• [Problem to solve] Throughout the entries below, report every line where "wall" is found.

——————

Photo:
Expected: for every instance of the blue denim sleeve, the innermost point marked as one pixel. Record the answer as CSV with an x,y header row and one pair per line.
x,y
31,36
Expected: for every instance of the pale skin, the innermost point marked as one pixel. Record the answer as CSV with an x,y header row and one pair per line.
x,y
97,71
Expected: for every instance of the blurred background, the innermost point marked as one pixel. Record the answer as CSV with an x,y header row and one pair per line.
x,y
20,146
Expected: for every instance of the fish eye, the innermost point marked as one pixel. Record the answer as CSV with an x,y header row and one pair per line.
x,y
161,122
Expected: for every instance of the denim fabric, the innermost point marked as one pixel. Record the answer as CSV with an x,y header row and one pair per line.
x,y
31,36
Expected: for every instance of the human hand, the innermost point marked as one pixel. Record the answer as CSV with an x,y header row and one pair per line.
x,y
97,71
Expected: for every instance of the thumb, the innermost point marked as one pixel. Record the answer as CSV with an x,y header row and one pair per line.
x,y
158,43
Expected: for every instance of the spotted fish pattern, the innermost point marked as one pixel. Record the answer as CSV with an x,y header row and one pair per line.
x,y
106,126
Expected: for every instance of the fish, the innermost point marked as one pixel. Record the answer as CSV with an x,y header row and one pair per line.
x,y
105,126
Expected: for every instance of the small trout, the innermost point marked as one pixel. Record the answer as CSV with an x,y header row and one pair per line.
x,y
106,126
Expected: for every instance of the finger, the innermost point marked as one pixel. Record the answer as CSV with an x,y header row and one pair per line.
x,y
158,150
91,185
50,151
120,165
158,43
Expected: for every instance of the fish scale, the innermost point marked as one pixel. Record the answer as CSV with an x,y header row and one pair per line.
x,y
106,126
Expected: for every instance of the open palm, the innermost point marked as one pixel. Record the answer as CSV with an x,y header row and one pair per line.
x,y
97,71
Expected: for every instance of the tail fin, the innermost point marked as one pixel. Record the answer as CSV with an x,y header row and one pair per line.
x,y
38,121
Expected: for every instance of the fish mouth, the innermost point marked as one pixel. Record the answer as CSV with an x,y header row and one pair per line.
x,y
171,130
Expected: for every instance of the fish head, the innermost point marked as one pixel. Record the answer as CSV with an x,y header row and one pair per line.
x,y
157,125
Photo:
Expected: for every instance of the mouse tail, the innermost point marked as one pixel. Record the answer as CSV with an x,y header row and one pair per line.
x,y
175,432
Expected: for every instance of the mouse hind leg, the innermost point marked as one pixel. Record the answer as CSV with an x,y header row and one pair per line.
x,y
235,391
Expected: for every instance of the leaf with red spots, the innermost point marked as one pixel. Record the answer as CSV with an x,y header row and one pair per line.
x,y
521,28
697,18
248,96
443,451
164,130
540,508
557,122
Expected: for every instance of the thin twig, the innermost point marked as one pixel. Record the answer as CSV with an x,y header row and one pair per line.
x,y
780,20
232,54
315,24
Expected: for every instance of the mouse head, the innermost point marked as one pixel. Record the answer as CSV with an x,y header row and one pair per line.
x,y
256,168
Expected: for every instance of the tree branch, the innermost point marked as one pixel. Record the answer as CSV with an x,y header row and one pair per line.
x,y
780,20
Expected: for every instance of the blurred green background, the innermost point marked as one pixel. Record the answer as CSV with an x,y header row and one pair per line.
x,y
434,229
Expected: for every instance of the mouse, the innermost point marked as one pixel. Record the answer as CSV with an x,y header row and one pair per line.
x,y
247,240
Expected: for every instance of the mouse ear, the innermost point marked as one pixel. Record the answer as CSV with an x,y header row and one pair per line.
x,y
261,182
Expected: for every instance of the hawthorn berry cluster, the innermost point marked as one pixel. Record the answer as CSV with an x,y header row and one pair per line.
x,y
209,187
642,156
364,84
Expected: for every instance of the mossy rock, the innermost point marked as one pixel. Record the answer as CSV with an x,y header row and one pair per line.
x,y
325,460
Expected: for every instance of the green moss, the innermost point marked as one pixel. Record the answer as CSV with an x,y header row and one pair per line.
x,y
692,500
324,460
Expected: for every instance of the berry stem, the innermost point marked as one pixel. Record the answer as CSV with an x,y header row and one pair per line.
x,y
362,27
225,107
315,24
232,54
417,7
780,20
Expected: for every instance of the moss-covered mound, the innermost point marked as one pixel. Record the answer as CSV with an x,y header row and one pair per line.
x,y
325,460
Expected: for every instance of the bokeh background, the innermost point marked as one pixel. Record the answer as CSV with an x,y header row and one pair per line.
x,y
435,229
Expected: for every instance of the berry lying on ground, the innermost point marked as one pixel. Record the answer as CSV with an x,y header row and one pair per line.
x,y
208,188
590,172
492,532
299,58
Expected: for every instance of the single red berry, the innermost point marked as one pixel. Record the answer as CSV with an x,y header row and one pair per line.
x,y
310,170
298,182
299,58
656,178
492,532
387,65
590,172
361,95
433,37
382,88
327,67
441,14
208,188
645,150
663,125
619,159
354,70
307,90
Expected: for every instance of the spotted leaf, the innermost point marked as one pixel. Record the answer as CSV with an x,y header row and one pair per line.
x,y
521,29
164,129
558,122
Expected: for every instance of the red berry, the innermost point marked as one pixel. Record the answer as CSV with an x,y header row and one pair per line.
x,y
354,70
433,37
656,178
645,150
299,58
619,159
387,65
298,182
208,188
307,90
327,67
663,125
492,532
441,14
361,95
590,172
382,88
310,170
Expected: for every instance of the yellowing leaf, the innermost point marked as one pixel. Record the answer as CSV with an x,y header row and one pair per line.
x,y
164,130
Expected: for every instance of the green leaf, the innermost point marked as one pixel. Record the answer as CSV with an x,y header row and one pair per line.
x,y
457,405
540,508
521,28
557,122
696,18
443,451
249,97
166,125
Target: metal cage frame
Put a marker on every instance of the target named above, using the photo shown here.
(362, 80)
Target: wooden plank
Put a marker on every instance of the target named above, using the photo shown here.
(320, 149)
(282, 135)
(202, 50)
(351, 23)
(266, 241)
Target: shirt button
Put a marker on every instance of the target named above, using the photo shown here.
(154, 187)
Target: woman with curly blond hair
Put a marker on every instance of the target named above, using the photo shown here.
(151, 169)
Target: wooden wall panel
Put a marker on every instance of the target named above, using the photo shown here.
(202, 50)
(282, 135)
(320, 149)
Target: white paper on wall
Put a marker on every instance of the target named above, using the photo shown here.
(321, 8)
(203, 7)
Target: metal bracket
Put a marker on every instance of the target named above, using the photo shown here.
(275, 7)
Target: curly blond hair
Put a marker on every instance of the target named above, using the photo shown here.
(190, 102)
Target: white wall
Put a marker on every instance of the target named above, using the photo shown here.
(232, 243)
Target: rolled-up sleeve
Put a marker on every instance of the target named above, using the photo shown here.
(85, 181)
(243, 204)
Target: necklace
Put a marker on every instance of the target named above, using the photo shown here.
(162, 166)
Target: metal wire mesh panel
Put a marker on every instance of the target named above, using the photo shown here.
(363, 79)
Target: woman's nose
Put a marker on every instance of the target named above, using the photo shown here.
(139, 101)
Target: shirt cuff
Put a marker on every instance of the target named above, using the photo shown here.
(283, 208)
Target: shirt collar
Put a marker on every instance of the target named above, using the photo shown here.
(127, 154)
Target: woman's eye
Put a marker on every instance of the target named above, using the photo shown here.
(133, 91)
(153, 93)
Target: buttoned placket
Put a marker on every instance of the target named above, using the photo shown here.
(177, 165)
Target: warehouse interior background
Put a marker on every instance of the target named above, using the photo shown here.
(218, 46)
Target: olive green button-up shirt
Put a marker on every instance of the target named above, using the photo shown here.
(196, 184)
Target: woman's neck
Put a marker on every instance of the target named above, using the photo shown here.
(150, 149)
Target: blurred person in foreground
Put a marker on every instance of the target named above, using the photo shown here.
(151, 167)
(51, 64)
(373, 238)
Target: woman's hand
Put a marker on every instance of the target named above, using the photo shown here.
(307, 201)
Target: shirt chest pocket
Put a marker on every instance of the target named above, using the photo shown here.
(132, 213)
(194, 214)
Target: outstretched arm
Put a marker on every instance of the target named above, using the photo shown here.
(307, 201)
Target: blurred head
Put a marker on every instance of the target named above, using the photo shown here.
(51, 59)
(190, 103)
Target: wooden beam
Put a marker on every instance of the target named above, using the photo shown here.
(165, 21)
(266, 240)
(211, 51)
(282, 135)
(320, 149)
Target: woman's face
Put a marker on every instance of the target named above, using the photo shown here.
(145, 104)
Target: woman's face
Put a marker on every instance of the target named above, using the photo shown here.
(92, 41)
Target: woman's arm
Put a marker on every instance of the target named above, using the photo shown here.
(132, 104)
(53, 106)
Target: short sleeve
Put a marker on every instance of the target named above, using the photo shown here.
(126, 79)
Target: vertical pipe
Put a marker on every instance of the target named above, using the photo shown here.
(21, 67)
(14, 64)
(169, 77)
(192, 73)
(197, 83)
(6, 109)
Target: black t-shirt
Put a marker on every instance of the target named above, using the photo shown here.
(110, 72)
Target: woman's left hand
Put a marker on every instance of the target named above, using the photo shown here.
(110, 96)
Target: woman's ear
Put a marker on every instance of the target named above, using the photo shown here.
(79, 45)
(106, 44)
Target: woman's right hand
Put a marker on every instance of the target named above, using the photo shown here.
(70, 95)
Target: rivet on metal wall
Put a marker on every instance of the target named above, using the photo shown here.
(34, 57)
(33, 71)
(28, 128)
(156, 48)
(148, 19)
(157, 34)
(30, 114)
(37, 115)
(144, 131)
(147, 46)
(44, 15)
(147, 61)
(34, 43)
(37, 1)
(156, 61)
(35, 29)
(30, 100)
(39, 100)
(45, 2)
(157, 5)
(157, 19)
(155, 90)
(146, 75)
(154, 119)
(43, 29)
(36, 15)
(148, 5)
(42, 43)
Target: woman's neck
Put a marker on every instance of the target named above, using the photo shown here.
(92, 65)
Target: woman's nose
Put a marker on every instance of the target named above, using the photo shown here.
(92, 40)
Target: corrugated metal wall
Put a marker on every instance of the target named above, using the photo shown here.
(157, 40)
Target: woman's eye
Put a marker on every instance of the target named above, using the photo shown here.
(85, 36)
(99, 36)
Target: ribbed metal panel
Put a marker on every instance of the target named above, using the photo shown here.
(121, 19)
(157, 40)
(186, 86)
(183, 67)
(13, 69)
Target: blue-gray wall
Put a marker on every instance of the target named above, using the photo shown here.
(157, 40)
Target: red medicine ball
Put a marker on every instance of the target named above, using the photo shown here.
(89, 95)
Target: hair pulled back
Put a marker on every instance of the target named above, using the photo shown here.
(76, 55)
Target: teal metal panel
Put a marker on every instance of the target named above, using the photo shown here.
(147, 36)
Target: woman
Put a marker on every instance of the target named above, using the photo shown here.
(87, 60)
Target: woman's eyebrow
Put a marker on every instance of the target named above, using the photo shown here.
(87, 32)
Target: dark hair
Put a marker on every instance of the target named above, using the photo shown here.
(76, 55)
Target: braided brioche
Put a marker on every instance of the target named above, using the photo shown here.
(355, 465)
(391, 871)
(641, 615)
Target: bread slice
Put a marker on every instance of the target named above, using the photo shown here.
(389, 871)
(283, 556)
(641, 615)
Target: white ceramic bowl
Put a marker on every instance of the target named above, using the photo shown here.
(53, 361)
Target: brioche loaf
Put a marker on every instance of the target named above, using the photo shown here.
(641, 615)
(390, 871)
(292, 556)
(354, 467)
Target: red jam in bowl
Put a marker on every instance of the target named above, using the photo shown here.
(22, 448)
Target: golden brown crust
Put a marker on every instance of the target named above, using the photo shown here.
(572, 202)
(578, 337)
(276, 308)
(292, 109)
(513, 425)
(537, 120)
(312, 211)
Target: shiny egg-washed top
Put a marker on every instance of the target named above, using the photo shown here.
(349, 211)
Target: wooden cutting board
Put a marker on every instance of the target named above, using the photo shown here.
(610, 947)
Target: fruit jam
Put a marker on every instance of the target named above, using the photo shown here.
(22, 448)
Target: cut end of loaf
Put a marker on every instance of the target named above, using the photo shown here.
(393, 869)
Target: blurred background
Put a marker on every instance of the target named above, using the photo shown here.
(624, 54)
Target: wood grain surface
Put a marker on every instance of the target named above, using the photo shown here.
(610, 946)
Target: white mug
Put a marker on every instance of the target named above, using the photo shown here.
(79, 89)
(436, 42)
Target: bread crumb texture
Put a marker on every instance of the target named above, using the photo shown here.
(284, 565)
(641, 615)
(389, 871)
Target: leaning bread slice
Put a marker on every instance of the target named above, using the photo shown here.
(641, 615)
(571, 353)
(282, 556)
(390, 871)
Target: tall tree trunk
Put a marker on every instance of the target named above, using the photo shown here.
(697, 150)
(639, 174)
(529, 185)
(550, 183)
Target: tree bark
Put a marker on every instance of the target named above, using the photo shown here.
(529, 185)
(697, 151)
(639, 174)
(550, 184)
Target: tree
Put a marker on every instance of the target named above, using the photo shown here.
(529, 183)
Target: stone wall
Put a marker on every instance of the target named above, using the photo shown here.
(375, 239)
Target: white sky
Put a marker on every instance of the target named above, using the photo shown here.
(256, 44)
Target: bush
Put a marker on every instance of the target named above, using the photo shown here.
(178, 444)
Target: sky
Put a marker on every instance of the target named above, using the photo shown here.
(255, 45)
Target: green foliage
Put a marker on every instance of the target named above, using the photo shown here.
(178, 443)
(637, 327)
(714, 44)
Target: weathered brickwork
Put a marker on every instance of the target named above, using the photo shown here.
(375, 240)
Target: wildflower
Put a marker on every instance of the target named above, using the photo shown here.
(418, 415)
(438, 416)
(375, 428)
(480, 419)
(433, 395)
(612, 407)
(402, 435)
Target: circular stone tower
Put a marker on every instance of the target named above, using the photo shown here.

——————

• [Completed exercise]
Target: wooden wall panel
Target: white paper on wall
Target: white wall
Target: rivet on metal wall
Target: corrugated metal wall
Target: blue-gray wall
Target: stone wall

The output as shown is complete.